The director of the Social Security Administration (SSA) said Friday that it reversed a policy for Maine that would have mandated parents to register their newborns for Social Security numbers at a federal office rather than at the hospital.
Acting SSA Commissioner Leland Dudek said he recently ordered the agency to end its Enumeration at Birth contract for Maine but said Friday that it was a mistake. The contract for Maine was immediately reinstated, he said.
Dudek said that ending the contracts had “created an undue burden on the people of Maine, which was not the intent.”
The Electronic Death Registry and Enumeration at Birth were not impacted in the other 49 states. Dudek and the SSA did not provide details about what caused the cancellations.
Nancy Altman, executive director of the Social Security Works advocacy group said despite the agency’s reversal, “the damage has been done.”
“Without those contracts, SSA did not automatically know who was born in Maine—or who died,” Altman said. “This will create huge headaches for families, as well as Social Security’s rapidly shrinking workforce, to fix.”
The agency in February said that it terminated the Office of Civil Rights and Equal Opportunity as well as the Office of Transportation to save money and for what Dudek said is an attempt to make the agency more efficient.
At the same time, the SSA said it will lay off significant numbers of employees, and some workers will be offered incentives worth as much as $25,000 to voluntarily leave as part of a restructuring effort.
The statement further said that it “may reassign employees from non-mission critical positions to mission critical direct service positions” and that “reassignments may be involuntary and may require retraining for new workloads.”

## TASK REQUIREMENTS
According to the article on the Social Security Administration, how much are the incentives offered to workers who voluntarily leave worth? You don't need the records for this.

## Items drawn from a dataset
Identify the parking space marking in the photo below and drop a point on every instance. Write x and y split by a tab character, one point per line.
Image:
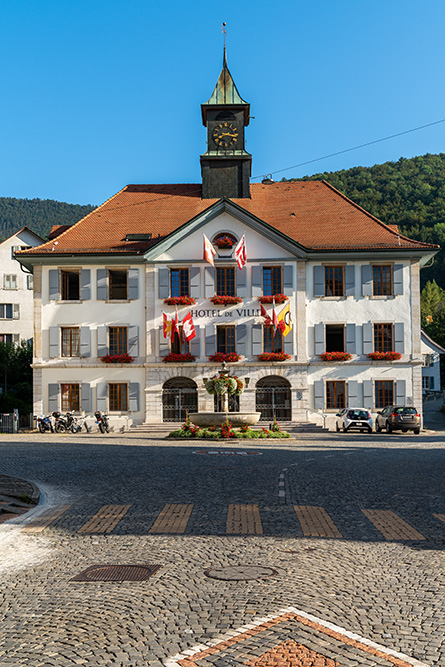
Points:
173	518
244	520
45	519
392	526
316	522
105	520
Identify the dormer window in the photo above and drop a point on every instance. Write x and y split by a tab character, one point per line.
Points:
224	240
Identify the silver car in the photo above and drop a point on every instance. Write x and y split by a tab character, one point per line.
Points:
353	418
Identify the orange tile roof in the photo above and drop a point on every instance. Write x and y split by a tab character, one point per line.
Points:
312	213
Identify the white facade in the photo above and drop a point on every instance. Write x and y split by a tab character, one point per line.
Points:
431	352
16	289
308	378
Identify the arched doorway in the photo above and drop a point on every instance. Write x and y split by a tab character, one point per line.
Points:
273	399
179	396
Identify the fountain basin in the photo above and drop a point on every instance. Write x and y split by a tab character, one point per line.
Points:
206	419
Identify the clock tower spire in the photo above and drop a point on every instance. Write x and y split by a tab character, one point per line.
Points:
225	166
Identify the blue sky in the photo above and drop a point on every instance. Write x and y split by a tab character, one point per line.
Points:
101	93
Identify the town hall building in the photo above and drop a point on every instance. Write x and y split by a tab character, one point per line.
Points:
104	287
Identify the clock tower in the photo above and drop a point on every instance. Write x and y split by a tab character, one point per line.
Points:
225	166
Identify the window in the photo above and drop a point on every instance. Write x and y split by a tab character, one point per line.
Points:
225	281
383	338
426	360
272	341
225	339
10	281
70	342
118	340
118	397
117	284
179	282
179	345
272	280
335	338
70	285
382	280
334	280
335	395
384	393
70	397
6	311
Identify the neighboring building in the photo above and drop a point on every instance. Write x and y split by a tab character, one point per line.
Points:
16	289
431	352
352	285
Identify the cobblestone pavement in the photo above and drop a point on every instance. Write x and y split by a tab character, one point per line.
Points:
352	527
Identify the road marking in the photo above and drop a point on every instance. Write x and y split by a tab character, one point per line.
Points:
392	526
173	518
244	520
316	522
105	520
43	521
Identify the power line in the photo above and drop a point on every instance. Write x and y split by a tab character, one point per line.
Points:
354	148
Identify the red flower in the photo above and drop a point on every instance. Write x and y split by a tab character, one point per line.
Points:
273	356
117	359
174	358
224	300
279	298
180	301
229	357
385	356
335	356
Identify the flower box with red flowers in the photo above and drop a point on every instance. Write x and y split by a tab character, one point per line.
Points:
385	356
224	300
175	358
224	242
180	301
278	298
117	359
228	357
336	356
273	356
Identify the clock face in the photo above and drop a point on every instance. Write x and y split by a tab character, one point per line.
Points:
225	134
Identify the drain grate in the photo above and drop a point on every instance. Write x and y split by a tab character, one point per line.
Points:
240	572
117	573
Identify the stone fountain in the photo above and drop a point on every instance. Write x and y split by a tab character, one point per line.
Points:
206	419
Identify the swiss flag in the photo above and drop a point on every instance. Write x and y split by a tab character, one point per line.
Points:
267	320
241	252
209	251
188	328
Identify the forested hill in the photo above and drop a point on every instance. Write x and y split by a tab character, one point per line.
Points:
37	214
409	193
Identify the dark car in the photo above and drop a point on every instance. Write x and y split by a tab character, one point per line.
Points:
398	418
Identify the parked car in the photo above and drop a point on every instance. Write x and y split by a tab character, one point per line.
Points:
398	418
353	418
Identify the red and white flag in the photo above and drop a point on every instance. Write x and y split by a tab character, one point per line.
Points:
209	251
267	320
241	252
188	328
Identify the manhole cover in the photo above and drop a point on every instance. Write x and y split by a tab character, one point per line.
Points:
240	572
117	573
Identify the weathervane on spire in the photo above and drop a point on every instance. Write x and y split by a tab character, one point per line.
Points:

---

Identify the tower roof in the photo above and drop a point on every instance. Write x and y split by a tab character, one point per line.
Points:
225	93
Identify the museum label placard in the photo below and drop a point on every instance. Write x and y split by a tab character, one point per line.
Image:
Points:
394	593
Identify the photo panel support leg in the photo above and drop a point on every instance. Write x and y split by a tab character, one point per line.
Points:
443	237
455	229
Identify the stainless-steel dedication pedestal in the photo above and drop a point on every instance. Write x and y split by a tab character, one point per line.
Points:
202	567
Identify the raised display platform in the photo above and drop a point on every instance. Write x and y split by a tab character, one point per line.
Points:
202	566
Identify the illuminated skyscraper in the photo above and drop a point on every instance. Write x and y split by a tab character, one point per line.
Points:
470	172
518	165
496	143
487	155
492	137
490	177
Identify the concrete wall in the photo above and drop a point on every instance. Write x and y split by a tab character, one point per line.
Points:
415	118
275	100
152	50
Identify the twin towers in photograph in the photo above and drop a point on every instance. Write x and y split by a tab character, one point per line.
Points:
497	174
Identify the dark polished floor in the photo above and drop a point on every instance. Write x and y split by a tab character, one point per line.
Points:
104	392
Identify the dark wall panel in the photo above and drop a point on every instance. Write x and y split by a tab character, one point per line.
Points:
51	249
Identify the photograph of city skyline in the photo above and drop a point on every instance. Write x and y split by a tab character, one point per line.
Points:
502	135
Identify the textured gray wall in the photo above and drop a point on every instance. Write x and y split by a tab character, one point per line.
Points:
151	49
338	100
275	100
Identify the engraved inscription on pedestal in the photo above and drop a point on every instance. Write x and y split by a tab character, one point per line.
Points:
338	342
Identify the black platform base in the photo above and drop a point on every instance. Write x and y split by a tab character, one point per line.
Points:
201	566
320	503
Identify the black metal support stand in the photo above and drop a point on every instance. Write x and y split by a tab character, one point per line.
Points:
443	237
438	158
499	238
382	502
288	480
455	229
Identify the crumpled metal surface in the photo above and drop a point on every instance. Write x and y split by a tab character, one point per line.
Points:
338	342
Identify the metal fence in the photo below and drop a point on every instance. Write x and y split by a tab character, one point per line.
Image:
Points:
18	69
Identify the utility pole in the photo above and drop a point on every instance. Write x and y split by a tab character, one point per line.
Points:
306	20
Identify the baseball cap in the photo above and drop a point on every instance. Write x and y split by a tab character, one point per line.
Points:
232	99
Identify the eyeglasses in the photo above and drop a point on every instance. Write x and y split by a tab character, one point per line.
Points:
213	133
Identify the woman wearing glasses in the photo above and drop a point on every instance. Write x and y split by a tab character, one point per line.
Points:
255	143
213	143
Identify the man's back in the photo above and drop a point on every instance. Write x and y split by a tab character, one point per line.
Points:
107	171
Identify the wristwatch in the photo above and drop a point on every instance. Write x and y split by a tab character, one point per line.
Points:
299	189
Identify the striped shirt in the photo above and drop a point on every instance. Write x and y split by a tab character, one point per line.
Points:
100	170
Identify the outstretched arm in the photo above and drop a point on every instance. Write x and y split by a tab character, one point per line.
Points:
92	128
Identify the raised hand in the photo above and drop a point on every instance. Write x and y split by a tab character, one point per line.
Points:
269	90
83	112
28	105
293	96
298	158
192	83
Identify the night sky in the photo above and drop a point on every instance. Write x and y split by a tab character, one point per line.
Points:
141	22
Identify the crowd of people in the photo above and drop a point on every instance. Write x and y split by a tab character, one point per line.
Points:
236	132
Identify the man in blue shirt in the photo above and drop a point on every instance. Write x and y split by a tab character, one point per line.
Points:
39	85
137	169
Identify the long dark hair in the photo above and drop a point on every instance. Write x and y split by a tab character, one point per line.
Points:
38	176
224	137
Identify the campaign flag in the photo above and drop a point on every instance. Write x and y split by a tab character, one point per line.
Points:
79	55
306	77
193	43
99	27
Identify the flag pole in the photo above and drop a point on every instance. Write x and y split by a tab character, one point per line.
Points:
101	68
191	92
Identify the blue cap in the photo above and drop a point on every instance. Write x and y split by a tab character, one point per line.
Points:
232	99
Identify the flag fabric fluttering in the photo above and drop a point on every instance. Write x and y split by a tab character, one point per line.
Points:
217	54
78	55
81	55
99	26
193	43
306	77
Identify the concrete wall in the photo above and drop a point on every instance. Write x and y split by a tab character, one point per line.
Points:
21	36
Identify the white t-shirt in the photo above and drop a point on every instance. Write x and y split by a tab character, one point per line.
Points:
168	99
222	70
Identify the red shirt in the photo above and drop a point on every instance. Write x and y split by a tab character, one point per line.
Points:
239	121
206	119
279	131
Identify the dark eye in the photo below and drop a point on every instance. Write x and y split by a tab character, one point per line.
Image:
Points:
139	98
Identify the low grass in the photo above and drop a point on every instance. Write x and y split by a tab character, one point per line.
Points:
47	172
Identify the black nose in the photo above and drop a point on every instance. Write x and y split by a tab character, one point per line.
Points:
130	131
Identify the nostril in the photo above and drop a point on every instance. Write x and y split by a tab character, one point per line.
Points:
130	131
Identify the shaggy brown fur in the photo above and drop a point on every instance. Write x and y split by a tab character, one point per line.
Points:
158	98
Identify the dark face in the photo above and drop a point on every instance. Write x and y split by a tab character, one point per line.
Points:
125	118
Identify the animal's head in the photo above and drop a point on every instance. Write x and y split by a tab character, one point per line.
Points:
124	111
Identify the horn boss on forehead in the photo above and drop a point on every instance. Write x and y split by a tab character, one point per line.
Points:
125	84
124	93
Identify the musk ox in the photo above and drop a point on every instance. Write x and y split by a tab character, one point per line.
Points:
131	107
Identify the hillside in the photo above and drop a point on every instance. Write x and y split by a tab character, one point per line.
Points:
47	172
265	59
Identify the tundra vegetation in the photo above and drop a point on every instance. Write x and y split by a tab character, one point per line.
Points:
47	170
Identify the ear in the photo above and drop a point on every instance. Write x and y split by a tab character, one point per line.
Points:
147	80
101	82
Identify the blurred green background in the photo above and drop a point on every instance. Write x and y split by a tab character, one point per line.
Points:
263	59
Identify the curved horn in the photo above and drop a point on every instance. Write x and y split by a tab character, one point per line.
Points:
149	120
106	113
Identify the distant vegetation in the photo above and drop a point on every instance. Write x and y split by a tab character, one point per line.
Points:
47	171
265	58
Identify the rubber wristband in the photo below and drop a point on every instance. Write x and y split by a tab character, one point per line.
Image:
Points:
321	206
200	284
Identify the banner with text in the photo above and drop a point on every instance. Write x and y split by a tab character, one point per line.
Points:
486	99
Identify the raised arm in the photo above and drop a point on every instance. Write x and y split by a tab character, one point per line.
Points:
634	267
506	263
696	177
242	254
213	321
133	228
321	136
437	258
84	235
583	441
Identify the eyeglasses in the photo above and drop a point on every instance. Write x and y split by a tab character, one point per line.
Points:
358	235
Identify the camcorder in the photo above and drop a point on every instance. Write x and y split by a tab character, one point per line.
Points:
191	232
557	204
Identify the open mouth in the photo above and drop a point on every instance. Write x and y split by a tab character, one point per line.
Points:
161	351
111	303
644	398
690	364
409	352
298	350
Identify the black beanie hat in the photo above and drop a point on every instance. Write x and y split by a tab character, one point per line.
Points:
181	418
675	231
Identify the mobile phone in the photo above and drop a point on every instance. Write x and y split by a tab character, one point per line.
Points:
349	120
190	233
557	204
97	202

## RESPONSE AREA
As much as $25,000.